→ **TASK DETAILS**:
Below are the records; reproduce all of them exactly but without any images.

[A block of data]

## Begin

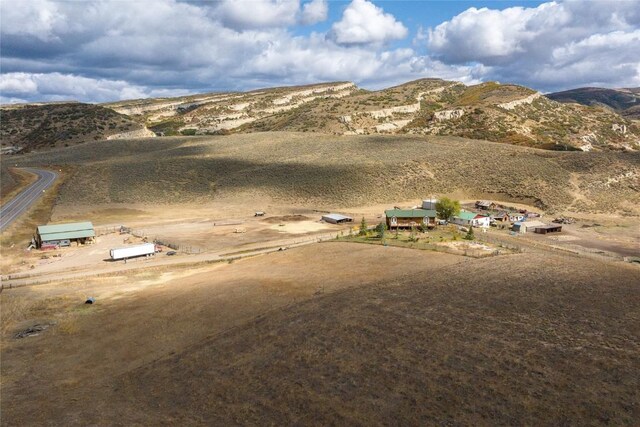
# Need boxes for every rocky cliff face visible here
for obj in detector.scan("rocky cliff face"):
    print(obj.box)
[0,102,148,152]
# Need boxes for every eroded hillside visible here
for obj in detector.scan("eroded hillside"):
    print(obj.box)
[102,79,640,151]
[545,87,640,120]
[0,102,155,153]
[2,132,640,215]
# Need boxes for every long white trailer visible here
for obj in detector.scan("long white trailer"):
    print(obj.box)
[110,243,156,260]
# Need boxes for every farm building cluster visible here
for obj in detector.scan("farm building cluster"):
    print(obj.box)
[31,198,567,252]
[384,198,562,234]
[31,222,96,250]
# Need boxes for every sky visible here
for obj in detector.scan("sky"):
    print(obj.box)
[0,0,640,103]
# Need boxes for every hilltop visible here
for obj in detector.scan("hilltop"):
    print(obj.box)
[104,79,640,151]
[2,79,640,152]
[0,102,154,153]
[545,87,640,120]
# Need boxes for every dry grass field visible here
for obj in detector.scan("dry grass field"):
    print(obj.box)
[0,243,640,426]
[2,132,640,217]
[0,132,640,426]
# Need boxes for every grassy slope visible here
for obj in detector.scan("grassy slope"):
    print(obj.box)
[3,133,640,212]
[240,79,640,149]
[0,103,142,151]
[545,87,640,112]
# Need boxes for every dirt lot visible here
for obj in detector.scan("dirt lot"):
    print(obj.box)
[1,243,640,425]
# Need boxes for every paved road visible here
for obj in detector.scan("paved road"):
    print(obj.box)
[0,168,58,231]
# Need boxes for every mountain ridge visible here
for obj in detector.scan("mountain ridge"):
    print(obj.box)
[3,78,640,151]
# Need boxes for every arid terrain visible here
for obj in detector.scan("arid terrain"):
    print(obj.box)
[0,102,155,154]
[0,79,640,151]
[3,132,640,220]
[1,243,640,425]
[0,122,640,426]
[545,87,640,120]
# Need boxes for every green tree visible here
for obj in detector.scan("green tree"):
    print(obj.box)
[358,217,367,236]
[464,225,475,240]
[376,222,387,239]
[436,197,460,221]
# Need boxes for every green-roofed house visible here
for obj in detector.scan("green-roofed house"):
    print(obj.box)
[36,222,96,249]
[384,209,436,229]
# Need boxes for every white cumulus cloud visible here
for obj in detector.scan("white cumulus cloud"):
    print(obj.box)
[427,0,640,90]
[331,0,409,45]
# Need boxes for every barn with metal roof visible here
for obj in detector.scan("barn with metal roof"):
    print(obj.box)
[36,222,96,249]
[384,209,437,229]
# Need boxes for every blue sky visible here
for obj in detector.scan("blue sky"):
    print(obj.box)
[0,0,640,103]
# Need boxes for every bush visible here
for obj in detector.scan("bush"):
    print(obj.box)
[358,217,367,236]
[464,226,475,240]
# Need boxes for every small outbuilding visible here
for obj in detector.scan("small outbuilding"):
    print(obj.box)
[512,221,547,233]
[451,211,491,227]
[322,214,353,224]
[476,200,496,211]
[35,222,96,249]
[535,224,562,234]
[384,209,437,229]
[493,212,509,222]
[422,199,438,210]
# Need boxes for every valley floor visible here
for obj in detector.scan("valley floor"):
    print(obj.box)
[1,242,640,425]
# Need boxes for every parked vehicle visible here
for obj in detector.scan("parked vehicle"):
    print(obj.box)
[110,243,156,260]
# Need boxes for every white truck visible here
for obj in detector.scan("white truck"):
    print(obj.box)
[110,243,156,261]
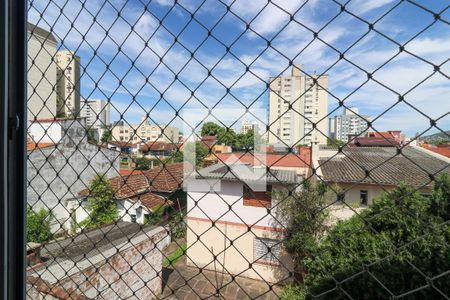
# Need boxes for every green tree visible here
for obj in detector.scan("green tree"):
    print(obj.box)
[145,206,166,225]
[27,206,53,243]
[274,180,336,281]
[80,174,119,228]
[327,139,346,147]
[135,157,152,170]
[201,122,224,136]
[217,128,237,146]
[298,174,450,299]
[87,128,98,144]
[100,130,112,143]
[183,142,210,167]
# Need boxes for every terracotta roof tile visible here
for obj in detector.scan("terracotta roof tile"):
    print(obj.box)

## End

→ **SOLUTION FOR THIS PROBLEM**:
# Need boxes for every rocky cliff face visible here
for obj in detector.scan("rocky cliff face"):
    print(obj.box)
[0,102,148,152]
# Need boxes for every eroded hillside visible here
for obj in detector.scan("eroded hillside"):
    print(obj.box)
[102,79,640,151]
[545,87,640,120]
[0,102,155,153]
[2,132,640,215]
# Need boxes for every long white trailer visible here
for obj in detector.scan("long white trailer"):
    print(obj.box)
[110,243,156,260]
# Need boxes for every farm building cluster visible here
for obj in detector.scan("farm building cluster"):
    print(obj.box)
[31,198,567,252]
[384,198,562,234]
[31,222,96,250]
# Need boxes for every sky visible here
for obj in detector.scan("sky"):
    print(obj.box)
[0,0,640,103]
# Need boxes for every hilltop visible here
for obj in detector.scan("hilltop"):
    print(obj.box)
[104,79,640,151]
[2,79,640,152]
[0,102,154,153]
[545,87,640,120]
# Need boxes for every dry grass field visible here
for obj in detector.scan("dry grass field"):
    print(obj.box)
[0,243,640,426]
[2,132,640,217]
[0,132,640,426]
# Need boxes for every grassy slope visible here
for obj in detector.scan("grassy slope"):
    print(obj.box)
[3,133,640,212]
[240,79,640,149]
[0,103,142,151]
[545,87,640,112]
# Need boxes for every dirt lot visible here
for obj in detector.scan("dirt lot"):
    print(obj.box)
[1,243,640,425]
# Need boxes for every paved road visible here
for obj in detector.scan("paved road"):
    print(obj.box)
[0,168,58,231]
# Need boxes for every mountain ridge visible here
for obj in detector.scan("mountain ridge"):
    print(obj.box)
[3,78,640,151]
# Need boxes for every arid terrain visible here
for obj in detector.scan("arid terrain"):
    print(obj.box)
[0,102,155,154]
[0,79,640,151]
[3,132,640,220]
[1,243,640,425]
[0,122,640,426]
[545,87,640,120]
# Need boxes for every green tree visible here
for obj in detector.scan("green tree"):
    print(obj.box)
[358,217,367,236]
[464,225,475,240]
[376,222,387,239]
[436,197,460,221]
# Need boxes for every green-roofed house visible here
for obj in detector.scan("green-roofed house"):
    print(obj.box)
[36,222,96,249]
[384,209,436,229]
# Need boxes for every white cumulus cloud visible here
for obj in detector.scan("white cumulus cloud"):
    print(obj.box)
[427,0,640,90]
[331,0,409,45]
# Need boxes for every barn with metal roof visible here
for obj in detector.scan("barn with metal roof"):
    print(obj.box)
[36,222,96,249]
[384,209,437,229]
# Need boxes for every blue sky visible here
for obj in detector.scan("blue sky"):
    print(obj.box)
[0,0,640,103]
# Need boxes for every bush visible here
for obj in detector.scan("bush"):
    print(obj.box)
[358,217,367,236]
[464,226,475,240]
# Need boxes for every small outbuilding visible here
for obj in detector.scan("small outbuilding"):
    print(obj.box)
[512,221,547,233]
[451,211,491,227]
[322,214,353,224]
[476,200,496,211]
[35,222,96,249]
[535,224,562,234]
[384,209,437,229]
[493,212,509,222]
[422,199,438,210]
# Need boxes for every valley floor visible here
for obj in detector.scan("valley floor"):
    print(obj.box)
[1,242,640,425]
# Need boxes for every parked vehicle visible here
for obj in detector.scan("parked vehicle"):
    print(obj.box)
[110,243,156,260]
# Need boxes for every white truck visible here
for obj in detector.scan("white truck"):
    print(obj.box)
[110,243,156,261]
# Need boxes for every green tree visible here
for obj in detector.scan("green tree"):
    print(obj.box)
[145,206,166,225]
[27,206,53,243]
[274,180,336,281]
[80,174,119,228]
[327,139,346,147]
[135,157,152,170]
[201,122,224,136]
[217,128,237,146]
[298,174,450,299]
[87,128,98,144]
[100,130,112,143]
[183,142,210,167]
# Need boxes for every terracotta roof tile visible here
for obj in detector.scan("terracotta roof tile"):
    print(obj.box)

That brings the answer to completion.